* **Exercise instructions**
List every row below that contains the word "each".

* **Listing**

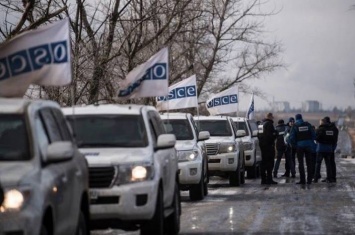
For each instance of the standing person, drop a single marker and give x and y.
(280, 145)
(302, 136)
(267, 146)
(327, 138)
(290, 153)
--
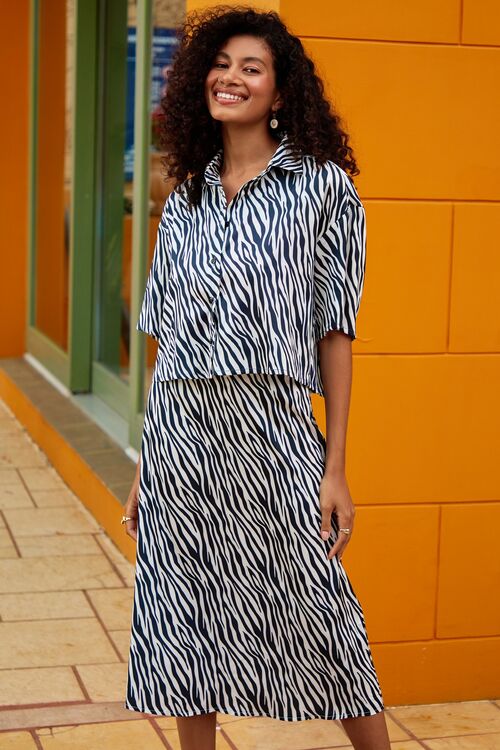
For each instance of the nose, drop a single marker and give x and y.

* **Result of the exercise**
For each instance of the standing person, drop a single marker and give x and y.
For each instance of the nose, drop a single marker and give x and y.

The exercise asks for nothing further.